■ **DATA LISTING**
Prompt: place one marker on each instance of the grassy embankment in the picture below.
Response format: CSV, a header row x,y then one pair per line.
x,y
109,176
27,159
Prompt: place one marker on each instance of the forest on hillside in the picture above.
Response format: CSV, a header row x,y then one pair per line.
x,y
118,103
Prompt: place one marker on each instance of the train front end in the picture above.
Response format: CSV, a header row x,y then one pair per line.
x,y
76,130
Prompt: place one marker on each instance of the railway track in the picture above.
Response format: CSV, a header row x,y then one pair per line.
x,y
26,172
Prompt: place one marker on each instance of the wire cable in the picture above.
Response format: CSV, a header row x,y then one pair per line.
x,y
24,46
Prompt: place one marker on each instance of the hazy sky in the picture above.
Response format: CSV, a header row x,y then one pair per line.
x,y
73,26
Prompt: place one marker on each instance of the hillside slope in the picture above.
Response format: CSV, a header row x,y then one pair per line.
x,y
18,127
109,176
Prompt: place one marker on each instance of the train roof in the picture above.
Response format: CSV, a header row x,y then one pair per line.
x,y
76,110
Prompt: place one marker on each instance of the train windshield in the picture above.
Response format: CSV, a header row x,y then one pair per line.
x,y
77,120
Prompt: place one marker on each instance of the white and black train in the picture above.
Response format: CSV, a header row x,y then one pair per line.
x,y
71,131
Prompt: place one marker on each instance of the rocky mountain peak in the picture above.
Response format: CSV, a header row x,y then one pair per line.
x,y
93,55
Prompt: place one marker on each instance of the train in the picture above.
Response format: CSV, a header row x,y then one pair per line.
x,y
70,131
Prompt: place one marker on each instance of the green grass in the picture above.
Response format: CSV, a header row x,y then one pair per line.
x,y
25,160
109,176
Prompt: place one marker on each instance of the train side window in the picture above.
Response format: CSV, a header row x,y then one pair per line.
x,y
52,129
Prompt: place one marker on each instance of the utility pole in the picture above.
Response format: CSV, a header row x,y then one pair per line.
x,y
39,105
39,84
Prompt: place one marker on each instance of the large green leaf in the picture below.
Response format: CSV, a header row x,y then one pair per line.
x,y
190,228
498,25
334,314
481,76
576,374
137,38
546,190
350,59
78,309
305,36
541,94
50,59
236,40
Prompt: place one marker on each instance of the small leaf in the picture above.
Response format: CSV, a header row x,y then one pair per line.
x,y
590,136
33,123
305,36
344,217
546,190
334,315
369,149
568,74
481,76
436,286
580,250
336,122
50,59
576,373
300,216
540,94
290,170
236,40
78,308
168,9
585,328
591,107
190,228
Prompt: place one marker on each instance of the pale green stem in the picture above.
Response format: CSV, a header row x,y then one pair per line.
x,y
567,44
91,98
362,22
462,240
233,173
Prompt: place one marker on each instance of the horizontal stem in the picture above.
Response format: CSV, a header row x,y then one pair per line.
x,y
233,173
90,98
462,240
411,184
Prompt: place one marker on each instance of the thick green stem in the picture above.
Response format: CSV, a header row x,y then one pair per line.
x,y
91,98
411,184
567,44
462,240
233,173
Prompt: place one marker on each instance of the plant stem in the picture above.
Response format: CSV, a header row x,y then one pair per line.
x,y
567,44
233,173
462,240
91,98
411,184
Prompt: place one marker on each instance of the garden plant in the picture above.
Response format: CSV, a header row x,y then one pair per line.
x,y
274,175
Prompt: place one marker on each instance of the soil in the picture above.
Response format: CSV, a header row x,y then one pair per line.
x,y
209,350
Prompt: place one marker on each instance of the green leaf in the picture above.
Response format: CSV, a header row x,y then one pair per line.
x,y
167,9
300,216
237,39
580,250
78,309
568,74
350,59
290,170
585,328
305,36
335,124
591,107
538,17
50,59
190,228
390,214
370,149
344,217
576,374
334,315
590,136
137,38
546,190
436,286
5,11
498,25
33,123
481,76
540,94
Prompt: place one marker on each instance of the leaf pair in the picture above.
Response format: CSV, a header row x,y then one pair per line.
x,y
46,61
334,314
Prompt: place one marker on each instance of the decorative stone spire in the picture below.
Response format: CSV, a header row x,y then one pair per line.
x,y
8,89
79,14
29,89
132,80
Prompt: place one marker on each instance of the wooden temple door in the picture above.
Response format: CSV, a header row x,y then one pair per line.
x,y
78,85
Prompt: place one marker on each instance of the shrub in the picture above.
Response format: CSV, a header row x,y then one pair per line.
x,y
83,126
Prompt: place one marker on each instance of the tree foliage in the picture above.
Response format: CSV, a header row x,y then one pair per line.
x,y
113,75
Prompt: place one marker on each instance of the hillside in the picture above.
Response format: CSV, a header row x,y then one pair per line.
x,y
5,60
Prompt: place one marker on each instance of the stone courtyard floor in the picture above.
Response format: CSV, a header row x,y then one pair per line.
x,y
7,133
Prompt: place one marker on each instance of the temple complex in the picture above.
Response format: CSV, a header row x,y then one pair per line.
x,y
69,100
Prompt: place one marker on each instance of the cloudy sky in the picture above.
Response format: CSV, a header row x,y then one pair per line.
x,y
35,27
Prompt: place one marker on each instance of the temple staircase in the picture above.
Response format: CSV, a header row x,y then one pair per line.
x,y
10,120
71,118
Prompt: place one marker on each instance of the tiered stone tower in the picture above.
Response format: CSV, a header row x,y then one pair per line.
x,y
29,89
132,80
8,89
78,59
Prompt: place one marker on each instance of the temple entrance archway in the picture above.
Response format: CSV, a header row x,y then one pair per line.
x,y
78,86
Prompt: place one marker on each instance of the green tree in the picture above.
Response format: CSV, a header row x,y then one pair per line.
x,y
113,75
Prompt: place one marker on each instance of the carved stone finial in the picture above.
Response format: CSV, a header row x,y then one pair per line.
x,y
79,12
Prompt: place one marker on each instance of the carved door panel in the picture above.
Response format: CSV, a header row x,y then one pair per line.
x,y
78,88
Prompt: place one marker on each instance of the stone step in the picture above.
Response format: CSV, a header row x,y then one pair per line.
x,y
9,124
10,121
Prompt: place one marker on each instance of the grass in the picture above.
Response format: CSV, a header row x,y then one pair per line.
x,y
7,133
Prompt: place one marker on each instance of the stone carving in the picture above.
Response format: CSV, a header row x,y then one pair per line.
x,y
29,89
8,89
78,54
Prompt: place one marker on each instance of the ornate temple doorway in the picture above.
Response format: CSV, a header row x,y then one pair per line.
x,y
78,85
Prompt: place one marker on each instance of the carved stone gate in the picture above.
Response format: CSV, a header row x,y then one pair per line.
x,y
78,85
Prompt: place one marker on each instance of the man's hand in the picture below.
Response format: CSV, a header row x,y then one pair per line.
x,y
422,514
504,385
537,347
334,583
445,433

■ **THE TASK**
Copy out the whole listing, exactly as written.

■ **TASK SOLUTION**
Prompt: place one marker on each instance of the grassy embankment in the picture below.
Response format: CSV, a header row x,y then one pair per line.
x,y
109,176
27,159
Prompt: place one marker on each instance of the forest on hillside in the picture above.
Response format: CSV, a header row x,y then one pair per line.
x,y
118,103
Prompt: place one marker on each instance of the train front end in the picture above.
Response format: CSV, a header row x,y then one pair per line.
x,y
76,130
Prompt: place one marker on each instance of the railway track in the picture above.
Response format: CSV, a header row x,y then one pair per line.
x,y
26,172
Prompt: place one marker on each instance of the wire cable in the picture above.
Response format: CSV, a header row x,y then one pair per line.
x,y
24,46
Prompt: place one marker on each instance of the hazy sky in the picture above.
Response format: CSV, a header row x,y then one pair per line.
x,y
73,26
Prompt: place one marker on each instance of the hillside slope in the picture above.
Response format: CSV, a header row x,y then one pair per line.
x,y
18,127
109,176
Prompt: place one marker on each instance of the train roof in the picture above.
Response format: CSV, a header row x,y then one pair per line.
x,y
76,110
Prompt: place one marker on each instance of the train windshield in the picture above.
Response format: CSV, a header row x,y then one pair per line.
x,y
77,120
Prompt: place one marker on each instance of the white and black train in the picture above.
Response format: CSV, a header row x,y then one pair per line.
x,y
71,131
Prompt: place one marker on each instance of the rocky mountain peak in the picture above.
Response format: CSV, a header row x,y then one pair per line.
x,y
93,55
Prompt: place one marker on each instance of the train in the picture above.
Response format: CSV, a header row x,y then one pair per line.
x,y
70,131
Prompt: place one marker on each instance of the green grass in the picture above.
Response format: CSV, a header row x,y then one pair per line.
x,y
25,160
109,176
Prompt: place one marker on each instance of the train side window in the picture above.
Response format: CSV, a header row x,y then one pair per line.
x,y
52,129
Prompt: place one marker on each instance of the utility pole in the picture above.
Response format: CSV, a header row x,y then one pair per line.
x,y
39,105
39,84
Prompt: place one marker on each instance of the large green leaf in the picture below.
Response format: CSV, a header row x,y then one pair per line.
x,y
190,228
498,25
334,314
481,76
576,374
137,38
546,190
350,59
78,309
305,36
541,94
50,59
236,40
Prompt: place one marker on each instance of the small leaf in the picture above.
Response format: CSV, a header row x,y then one pair per line.
x,y
590,136
33,123
305,36
344,217
546,190
334,315
369,149
568,74
481,76
436,286
580,250
336,122
50,59
576,373
300,216
540,94
290,170
236,40
78,308
168,9
585,328
591,107
190,228
Prompt: place one marker on each instance of the pale green stem in the picture above.
Response format: CSV, a header row x,y then one pair per line.
x,y
567,44
91,98
362,22
462,240
233,173
Prompt: place one marker on each instance of the horizontal stem in the picture above.
Response format: CSV, a header row x,y then one pair per line.
x,y
233,173
90,98
462,240
411,184
Prompt: place one marker on each instance of the thick green stem in the picture above.
Response format: CSV, a header row x,y then one pair per line.
x,y
91,98
411,184
567,44
462,240
233,173
Prompt: place one marker on each instance of the plant stem in the picture above.
Response format: CSV, a header row x,y then one pair per line.
x,y
567,44
233,173
462,240
91,98
411,184
Prompt: place one marker on each instance of the garden plant in the picture above.
Response format: CSV, a header row x,y then one pair per line.
x,y
274,175
Prompt: place one marker on each instance of the soil in the picture above.
Response format: CSV, a header row x,y then one pair per line.
x,y
209,350
Prompt: place one marker on each instance of the green leaf in the picture above.
Response format: CSV, a header row x,y then one pair per line.
x,y
167,9
300,216
237,39
580,250
78,309
568,74
350,59
290,170
585,328
305,36
335,124
591,107
538,17
50,59
190,228
390,214
370,149
344,217
576,374
334,315
590,136
137,38
546,190
436,286
5,11
498,25
33,123
481,76
540,94
Prompt: place one marker on each instance of the leaf pair in the picture above.
Response format: CSV, a header row x,y then one pair per line.
x,y
46,61
334,314
Prompt: place one marker on each instance of the decorative stone spire in the picture below.
Response format: CSV, a header row x,y then one pair per line.
x,y
8,89
79,14
29,89
132,80
Prompt: place one marker on each instance of the wooden temple door in the picture above.
Response format: CSV, a header row x,y then one pair per line.
x,y
78,85
Prompt: place one marker on each instance of the shrub in the picture above.
Response format: CSV, a header row x,y then one pair per line.
x,y
83,126
Prompt: place one marker on each instance of the tree foliage in the picture above.
Response format: CSV, a header row x,y then one pair per line.
x,y
113,75
Prompt: place one marker on each instance of the hillside in the picture above.
Response format: CSV, a header row x,y then one pair per line.
x,y
5,60
Prompt: place one marker on each instance of the stone courtyard floor in the picture above.
Response format: CSV, a header row x,y then one pair per line.
x,y
7,133
Prompt: place one marker on each instance of the temple complex in the picture above.
Response format: CSV, a header row x,y then one pair per line.
x,y
69,100
Prompt: place one marker on each instance of the cloudy sky in the picture above.
Response format: CSV, a header row x,y then one pair per line.
x,y
35,27
Prompt: place one marker on each instance of the temple staircase in the picture above.
Response format: CSV, a header row x,y then one pair per line.
x,y
10,120
71,118
Prompt: place one marker on each instance of the tiered stone tower in the picture above.
Response format: CSV, a header row x,y then one pair per line.
x,y
29,89
132,80
8,89
78,59
Prompt: place one marker on each instance of the temple entrance archway in the picture above.
Response format: CSV, a header row x,y then one pair per line.
x,y
78,86
Prompt: place one marker on each instance of the green tree in the picture above.
Response format: CSV, a header row x,y then one pair per line.
x,y
113,75
Prompt: place one marker on each instance of the carved stone finial in the picture above.
Response format: CSV, a header row x,y then one pair per line.
x,y
79,12
Prompt: place one marker on each instance of the carved door panel in the picture above.
Response format: CSV, a header row x,y then one pair per line.
x,y
78,88
Prompt: place one marker on each instance of the stone step in the picture above.
Response format: CSV, a header row x,y then one pair per line.
x,y
9,124
10,121
Prompt: place one marker on each instance of the grass in the picture above.
Response format: CSV, a header row x,y then one pair per line.
x,y
7,133
Prompt: place one marker on each instance of the stone carving in the picture above.
Response format: CSV, a header row x,y then one pair per line.
x,y
29,89
8,89
78,54
Prompt: place one marker on each instance of the ornate temple doorway in the picture above.
Response format: CSV, a header row x,y then one pair per line.
x,y
78,85
Prompt: place one marker on each instance of the carved stone gate in the picture above.
Response format: CSV, a header row x,y then one pair per line.
x,y
78,85
Prompt: place one marker on each instance of the man's hand in the picture below.
Response format: CSV, a header row x,y then one pair per line.
x,y
422,514
504,385
537,347
334,583
445,433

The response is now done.